Details zur Aufgabe:
Führe alle Personen auf, die im unten stehenden Textauszug über Fritz Wisten namentlich genannt werden.

Textauszug:

Der österreichisch-jüdische Schauspieler und Theaterregisseur Fritz Wisten hat die Nazizeit in Berlin auf abenteuerliche Weise überlebt. Das Buch "Das Haus am Waldsängerpfad" zeichnet diese Geschichte anhand der Erinnerungen seiner beiden Töchter nach und zeigt, wie damals am Berliner Stadtrand Nazi-Schergen und Verfolgte nicht selten Tür an Tür wohnten.

Als Publikumsliebling wurde der gebürtige Wiener Fritz Wisten in Stuttgart gefeiert, doch mit der Machtübernahme der Nazis 1933 verlor der fünf Jahre vorher noch zum Staatsschauspieler ernannte Wisten von einem Tag auf den anderen seine Anstellung. Daraufhin zog er mit der Familie nach Berlin, wo er vorerst noch als Intendant, Regisseur und Schauspieler beim Jüdischen Kulturbund arbeiten konnte.

"Eine Zeitlang war man einer sogenannten ‚privilegierten Mischehe‘, das heißt mit einer christlichen Ehefrau und christlich getauften Kindern verhältnismäßig geschützt", sagt Thomas Blubacher. Für sein Buch "Das Haus am Waldsängerpfad" hat er über Monate hinweg zahlreiche Interviews mit Wistens Töchtern geführt, die sich, obgleich damals beide bereits um die Neunzig, minutiös an die damaligen Ereignisse erinnern konnten.

Unmittelbare Nachbarschaft

"Ganz traumatisch war auch die Geschichte, als die Mutter und dann auch der Vater verhaftet worden ist. Und Canaris der Familie hilft, der dafür sorgt, dass Wisten nicht deportiert wird und die Mutter relativ glimpflich davonkommt." Der angesprochene Wilhelm Canaris war eine ambivalente Figur. Einerseits war er als Leiter des militärischen Geheimdienstes der Wehrmacht ein ranghoher Nazi, andererseits zeigte er ostentativ seine Sympathie für die Familie Wisten. Thomas Blubacher:"Der Einsatz für die Wistens war bei Canaris sicher christlich motiviert. Seine Tochter ging in den Konfirmandenunterricht mit einer Tochter von Wisten. Die Frau von Canaris, die in der Gemeinde sehr engagiert war, hat gesagt: Wenn ihr bedroht werdet, helfen wir euch."

Blubacher beschränkt sich in seiner Beschreibung ganz bewusst auf die unmittelbare Nachbarschaft der Wistens, wo erstaunlicherweise auch hochrangige Nazi-Schergen wie Walter Gross, der Begründer und Leiter des rassenpolitischen Amtes, und Reinhard Heydrich, einer der Hauptorganisatoren des Holocaust und Leiter der Wannsee-Konferenz ihre Häuser hatten.

Bereitgestelltes Material:
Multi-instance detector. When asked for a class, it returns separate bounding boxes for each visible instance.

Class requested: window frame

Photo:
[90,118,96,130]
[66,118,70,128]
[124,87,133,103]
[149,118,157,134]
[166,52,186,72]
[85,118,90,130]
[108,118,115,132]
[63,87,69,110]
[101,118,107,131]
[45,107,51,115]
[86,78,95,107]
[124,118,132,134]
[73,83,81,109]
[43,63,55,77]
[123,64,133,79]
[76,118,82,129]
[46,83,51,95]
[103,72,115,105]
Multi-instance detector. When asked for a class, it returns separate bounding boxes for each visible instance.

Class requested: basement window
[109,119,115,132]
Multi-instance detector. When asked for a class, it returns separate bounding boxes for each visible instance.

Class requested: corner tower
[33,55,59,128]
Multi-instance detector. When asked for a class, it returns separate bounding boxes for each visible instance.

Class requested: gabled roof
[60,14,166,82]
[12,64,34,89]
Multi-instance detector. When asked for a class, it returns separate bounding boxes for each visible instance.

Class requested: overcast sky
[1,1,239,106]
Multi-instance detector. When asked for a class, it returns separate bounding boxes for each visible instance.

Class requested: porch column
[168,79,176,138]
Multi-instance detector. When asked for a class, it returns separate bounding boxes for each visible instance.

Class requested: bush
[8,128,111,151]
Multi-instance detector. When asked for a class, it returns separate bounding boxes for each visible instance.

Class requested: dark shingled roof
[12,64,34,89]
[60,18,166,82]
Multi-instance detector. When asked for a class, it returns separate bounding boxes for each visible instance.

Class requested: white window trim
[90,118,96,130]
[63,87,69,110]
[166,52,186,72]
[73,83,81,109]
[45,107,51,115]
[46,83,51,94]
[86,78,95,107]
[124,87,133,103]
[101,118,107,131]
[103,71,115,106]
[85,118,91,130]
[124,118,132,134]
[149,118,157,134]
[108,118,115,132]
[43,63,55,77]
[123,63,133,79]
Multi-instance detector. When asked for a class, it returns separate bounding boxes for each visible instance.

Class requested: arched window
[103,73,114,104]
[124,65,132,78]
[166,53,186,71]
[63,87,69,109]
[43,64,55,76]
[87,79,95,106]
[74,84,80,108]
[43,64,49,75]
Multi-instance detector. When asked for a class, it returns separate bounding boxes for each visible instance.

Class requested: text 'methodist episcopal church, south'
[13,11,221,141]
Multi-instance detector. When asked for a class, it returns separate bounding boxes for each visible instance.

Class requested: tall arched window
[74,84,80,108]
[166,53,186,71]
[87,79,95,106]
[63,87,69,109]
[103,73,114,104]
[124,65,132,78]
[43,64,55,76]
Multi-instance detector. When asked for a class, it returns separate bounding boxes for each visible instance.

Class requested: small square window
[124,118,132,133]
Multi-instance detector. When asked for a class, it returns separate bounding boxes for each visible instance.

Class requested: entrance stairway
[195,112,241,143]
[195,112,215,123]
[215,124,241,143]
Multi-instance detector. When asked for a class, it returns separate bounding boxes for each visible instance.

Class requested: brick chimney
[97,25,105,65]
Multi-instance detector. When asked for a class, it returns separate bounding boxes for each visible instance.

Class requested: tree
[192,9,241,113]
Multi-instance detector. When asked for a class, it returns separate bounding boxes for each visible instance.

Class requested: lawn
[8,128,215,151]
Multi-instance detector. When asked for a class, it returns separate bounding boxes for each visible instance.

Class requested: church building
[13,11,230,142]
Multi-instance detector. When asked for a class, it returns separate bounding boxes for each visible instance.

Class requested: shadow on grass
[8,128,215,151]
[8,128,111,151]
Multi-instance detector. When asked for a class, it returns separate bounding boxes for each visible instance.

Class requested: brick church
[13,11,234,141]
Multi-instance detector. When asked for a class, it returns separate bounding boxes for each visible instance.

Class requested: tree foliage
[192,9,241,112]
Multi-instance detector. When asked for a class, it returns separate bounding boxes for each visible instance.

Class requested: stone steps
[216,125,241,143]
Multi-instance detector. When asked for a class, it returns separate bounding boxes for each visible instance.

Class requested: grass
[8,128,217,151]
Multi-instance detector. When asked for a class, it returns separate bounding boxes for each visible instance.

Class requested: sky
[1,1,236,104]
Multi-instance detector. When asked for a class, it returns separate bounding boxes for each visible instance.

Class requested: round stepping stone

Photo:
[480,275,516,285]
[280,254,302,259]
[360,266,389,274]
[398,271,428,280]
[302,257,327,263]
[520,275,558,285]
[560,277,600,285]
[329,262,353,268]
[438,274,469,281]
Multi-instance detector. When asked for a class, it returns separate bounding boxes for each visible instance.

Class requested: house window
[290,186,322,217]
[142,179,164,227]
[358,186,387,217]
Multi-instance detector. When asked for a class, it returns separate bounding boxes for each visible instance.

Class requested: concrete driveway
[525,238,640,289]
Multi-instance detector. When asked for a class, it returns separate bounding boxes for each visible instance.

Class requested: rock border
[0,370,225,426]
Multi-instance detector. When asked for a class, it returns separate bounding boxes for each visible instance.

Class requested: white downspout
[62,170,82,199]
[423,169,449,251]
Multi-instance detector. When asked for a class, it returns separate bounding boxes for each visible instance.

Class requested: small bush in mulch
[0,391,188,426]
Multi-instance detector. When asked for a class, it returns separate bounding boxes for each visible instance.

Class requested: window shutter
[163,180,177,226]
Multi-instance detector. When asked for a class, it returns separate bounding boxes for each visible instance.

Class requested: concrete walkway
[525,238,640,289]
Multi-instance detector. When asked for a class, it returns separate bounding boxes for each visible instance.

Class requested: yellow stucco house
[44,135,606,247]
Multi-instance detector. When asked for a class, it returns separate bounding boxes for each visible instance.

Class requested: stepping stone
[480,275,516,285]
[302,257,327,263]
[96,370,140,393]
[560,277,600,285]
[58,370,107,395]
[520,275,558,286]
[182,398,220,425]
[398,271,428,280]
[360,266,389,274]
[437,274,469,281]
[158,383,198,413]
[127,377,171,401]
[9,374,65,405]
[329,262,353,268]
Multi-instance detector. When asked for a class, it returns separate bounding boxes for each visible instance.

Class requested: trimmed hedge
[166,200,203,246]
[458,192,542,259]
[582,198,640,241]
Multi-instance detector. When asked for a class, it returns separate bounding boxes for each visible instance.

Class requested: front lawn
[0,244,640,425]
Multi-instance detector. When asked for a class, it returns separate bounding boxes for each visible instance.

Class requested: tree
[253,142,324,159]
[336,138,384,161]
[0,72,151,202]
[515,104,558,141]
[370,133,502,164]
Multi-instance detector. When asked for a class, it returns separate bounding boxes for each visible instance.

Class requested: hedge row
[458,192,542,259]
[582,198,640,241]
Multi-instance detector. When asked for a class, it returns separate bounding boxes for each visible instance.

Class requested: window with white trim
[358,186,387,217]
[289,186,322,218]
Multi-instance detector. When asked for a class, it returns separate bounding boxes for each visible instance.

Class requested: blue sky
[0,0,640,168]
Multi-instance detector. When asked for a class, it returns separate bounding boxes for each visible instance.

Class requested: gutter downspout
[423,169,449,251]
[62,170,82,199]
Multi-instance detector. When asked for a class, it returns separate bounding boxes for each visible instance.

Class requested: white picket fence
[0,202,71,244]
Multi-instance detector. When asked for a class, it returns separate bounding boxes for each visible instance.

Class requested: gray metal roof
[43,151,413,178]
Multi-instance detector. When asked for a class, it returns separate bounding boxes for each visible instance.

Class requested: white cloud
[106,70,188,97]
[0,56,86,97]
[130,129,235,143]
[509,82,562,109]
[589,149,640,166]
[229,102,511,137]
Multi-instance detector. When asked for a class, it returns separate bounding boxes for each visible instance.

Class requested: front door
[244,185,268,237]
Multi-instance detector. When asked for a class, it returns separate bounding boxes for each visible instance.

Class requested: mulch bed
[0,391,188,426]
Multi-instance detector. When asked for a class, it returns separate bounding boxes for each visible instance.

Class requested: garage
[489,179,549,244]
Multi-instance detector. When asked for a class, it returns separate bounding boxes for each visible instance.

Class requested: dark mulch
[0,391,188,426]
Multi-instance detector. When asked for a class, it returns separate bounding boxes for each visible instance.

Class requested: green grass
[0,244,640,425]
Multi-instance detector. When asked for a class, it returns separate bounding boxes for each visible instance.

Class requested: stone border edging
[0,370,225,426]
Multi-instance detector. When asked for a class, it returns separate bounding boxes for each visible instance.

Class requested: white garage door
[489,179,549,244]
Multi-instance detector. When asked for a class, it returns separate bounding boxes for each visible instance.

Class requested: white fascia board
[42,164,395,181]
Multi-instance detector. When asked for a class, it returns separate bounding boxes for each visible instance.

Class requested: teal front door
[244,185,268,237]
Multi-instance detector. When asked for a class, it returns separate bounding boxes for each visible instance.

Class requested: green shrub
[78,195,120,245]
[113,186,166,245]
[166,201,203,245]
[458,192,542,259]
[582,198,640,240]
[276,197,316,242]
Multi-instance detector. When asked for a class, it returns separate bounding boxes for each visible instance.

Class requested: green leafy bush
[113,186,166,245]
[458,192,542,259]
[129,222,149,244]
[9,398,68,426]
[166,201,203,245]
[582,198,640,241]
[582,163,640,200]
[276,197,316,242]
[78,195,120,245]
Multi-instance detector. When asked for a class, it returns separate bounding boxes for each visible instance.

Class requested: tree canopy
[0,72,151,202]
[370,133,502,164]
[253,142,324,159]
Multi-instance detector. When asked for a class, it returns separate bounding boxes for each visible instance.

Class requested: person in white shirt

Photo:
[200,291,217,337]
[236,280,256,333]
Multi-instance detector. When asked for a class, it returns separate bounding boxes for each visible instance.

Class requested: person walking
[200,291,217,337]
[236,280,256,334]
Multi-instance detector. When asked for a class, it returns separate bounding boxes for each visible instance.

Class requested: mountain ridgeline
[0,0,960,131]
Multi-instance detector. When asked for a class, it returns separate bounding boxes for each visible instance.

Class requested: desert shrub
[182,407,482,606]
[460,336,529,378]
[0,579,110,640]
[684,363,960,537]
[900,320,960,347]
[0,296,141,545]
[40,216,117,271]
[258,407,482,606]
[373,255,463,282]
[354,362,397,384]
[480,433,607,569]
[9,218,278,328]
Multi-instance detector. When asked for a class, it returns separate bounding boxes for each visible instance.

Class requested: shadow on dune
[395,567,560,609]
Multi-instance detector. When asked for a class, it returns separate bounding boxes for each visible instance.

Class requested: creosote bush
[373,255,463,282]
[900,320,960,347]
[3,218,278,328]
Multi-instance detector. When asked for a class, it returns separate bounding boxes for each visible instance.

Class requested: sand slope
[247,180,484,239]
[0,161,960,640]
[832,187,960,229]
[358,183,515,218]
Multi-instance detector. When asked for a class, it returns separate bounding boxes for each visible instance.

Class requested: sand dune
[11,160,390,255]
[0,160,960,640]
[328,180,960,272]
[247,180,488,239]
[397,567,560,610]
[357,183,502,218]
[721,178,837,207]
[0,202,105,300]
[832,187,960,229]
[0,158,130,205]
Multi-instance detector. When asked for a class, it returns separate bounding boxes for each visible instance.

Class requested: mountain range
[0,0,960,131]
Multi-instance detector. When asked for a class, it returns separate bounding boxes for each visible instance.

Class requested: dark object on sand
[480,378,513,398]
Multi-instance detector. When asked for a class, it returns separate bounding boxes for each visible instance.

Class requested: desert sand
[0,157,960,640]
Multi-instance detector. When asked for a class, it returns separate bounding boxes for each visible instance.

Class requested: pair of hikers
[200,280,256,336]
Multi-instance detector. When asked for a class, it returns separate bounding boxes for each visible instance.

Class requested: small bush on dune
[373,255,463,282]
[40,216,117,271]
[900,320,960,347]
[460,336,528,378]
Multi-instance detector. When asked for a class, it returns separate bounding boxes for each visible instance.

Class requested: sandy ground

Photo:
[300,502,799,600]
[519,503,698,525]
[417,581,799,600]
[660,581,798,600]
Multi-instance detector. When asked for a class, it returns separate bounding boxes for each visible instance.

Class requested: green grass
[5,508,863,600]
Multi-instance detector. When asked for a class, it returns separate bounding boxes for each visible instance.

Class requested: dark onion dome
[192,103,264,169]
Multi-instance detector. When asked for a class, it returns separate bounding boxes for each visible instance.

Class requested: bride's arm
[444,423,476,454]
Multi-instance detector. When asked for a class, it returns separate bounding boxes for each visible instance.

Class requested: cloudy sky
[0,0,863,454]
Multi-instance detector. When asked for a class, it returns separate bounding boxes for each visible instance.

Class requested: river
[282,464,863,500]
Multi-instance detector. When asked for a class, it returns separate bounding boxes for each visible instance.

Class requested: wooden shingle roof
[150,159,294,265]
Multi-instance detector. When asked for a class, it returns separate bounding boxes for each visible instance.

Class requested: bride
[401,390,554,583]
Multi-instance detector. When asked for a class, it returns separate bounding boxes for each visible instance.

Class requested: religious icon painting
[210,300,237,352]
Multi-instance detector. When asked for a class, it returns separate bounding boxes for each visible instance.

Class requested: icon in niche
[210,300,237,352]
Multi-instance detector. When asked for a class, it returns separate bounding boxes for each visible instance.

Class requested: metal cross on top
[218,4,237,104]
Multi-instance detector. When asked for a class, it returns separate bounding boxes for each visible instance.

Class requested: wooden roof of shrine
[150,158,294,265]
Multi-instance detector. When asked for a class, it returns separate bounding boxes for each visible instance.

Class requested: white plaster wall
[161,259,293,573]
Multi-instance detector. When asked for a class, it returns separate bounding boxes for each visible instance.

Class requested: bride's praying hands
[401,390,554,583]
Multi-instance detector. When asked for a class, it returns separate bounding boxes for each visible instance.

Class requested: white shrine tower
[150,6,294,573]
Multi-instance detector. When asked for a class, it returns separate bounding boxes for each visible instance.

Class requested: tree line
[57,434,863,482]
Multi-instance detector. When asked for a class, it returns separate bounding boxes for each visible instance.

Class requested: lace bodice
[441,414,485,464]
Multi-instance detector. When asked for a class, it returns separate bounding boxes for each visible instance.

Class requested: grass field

Ergebnis:
- Fritz Wisten
- Thomas Blubacher
- Wilhelm Canaris
- Walter Gross
- Reinhard Heydrich